--- BEGIN ---

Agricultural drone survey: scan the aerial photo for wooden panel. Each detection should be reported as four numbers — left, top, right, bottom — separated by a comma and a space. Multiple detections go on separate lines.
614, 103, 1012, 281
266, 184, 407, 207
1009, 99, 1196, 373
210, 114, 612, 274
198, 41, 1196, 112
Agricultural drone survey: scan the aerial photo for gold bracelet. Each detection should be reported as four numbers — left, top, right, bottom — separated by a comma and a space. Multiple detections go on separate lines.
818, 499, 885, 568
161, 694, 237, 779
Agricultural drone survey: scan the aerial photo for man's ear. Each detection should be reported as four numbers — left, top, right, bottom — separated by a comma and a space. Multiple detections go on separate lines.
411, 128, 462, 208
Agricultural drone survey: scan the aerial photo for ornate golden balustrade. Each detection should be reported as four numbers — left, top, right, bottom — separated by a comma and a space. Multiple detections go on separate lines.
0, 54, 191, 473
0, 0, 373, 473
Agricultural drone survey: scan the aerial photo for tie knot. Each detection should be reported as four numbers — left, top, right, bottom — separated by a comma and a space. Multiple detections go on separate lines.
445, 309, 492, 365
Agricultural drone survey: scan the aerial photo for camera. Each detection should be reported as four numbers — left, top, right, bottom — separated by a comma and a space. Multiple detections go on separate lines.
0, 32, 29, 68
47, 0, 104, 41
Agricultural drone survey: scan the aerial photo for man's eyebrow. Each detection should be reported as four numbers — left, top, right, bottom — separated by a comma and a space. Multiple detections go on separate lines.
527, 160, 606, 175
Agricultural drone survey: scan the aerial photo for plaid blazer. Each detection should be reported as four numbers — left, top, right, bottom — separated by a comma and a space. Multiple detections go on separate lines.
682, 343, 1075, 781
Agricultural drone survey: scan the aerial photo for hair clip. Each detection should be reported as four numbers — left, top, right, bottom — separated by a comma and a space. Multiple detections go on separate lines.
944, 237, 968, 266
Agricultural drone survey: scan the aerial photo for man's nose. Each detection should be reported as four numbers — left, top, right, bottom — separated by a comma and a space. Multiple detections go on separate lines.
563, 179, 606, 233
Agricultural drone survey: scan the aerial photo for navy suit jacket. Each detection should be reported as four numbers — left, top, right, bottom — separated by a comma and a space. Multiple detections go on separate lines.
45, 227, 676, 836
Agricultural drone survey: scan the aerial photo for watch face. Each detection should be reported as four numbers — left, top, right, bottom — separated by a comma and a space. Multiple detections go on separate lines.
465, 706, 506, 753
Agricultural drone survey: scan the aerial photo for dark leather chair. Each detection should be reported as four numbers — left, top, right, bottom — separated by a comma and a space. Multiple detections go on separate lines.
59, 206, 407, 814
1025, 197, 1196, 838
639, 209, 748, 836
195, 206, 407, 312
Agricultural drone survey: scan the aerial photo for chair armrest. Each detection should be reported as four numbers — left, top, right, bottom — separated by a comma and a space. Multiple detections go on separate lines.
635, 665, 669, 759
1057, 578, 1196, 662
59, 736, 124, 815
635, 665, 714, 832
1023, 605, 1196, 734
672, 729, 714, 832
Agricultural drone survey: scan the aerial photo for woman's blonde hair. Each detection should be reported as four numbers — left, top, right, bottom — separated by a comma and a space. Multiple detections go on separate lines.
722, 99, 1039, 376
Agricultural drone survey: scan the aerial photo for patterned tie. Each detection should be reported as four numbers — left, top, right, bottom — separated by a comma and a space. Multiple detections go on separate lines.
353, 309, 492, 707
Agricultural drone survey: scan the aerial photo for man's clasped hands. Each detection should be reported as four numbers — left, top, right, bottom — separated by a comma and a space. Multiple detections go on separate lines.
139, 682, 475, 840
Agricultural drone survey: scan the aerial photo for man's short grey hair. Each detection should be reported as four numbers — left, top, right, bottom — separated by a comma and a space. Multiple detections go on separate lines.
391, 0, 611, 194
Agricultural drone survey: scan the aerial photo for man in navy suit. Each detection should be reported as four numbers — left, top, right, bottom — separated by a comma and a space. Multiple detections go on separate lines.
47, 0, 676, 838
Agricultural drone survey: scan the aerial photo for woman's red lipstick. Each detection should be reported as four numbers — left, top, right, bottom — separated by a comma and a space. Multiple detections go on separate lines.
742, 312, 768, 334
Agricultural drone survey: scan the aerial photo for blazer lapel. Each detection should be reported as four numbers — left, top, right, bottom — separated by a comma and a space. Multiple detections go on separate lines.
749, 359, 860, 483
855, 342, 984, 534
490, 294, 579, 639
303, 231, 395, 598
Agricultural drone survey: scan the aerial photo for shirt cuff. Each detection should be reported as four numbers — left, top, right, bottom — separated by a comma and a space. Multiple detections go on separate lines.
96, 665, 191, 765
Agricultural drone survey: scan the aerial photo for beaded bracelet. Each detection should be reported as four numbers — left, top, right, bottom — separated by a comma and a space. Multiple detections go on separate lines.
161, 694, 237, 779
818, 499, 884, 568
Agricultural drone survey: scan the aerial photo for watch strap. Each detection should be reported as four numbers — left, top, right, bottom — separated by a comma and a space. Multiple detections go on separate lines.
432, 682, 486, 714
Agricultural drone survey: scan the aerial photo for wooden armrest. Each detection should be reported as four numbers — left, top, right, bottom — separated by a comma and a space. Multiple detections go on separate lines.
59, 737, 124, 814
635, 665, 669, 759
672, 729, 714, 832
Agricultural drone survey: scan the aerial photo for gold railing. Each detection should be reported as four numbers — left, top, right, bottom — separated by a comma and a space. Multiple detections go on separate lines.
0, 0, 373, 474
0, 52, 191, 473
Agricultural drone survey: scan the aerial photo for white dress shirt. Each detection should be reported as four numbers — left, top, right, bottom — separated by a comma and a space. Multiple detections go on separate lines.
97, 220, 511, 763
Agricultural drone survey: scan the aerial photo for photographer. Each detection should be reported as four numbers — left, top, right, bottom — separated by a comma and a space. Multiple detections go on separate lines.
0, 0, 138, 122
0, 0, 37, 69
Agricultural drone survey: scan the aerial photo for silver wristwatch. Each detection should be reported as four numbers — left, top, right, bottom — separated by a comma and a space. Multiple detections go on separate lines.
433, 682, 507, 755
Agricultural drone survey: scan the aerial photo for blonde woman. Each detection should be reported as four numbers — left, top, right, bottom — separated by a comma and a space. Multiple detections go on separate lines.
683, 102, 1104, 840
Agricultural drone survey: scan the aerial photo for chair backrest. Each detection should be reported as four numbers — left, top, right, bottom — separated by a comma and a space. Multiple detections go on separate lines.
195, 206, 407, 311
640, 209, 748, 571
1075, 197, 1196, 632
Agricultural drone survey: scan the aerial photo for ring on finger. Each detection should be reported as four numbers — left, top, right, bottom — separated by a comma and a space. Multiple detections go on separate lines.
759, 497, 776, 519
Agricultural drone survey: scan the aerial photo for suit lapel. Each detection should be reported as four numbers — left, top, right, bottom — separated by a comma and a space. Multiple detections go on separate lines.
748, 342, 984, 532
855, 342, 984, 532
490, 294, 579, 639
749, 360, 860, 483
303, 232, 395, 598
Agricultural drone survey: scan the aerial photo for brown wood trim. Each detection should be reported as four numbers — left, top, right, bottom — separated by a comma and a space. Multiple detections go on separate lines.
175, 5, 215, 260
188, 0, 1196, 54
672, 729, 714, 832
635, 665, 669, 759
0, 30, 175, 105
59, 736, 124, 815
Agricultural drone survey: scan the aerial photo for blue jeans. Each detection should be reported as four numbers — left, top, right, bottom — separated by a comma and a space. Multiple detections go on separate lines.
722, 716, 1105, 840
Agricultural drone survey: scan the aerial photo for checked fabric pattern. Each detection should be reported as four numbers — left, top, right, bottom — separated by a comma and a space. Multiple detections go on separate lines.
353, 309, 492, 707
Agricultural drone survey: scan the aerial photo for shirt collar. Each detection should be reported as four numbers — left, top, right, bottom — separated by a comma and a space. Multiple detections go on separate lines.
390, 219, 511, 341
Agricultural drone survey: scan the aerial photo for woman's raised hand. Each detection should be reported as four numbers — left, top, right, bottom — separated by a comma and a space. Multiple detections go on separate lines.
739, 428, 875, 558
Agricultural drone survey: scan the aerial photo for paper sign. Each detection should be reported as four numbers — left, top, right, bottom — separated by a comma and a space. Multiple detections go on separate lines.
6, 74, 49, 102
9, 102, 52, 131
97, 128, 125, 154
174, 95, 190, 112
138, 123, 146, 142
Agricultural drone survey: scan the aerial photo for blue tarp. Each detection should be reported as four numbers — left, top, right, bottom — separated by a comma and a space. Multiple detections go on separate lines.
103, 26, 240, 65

--- END ---

> Goal
Convert the items from the beginning through the line containing "198, 41, 1196, 112", inclusive, into a two-column CSV with the header input,output, giving one row per item. Place each item's text and its answer in separate quoted fields, and replace any line breaks with spaces.

> Reply
input,output
"Agricultural drone survey: scan the aerial photo for wooden panel. Each detection should be reported as four numbers — left, top, right, bottom — separated by a comma and a space. Multiple detections go on separate lines.","614, 103, 1012, 281 266, 184, 407, 207 1009, 99, 1196, 373 210, 114, 612, 274 198, 41, 1196, 112"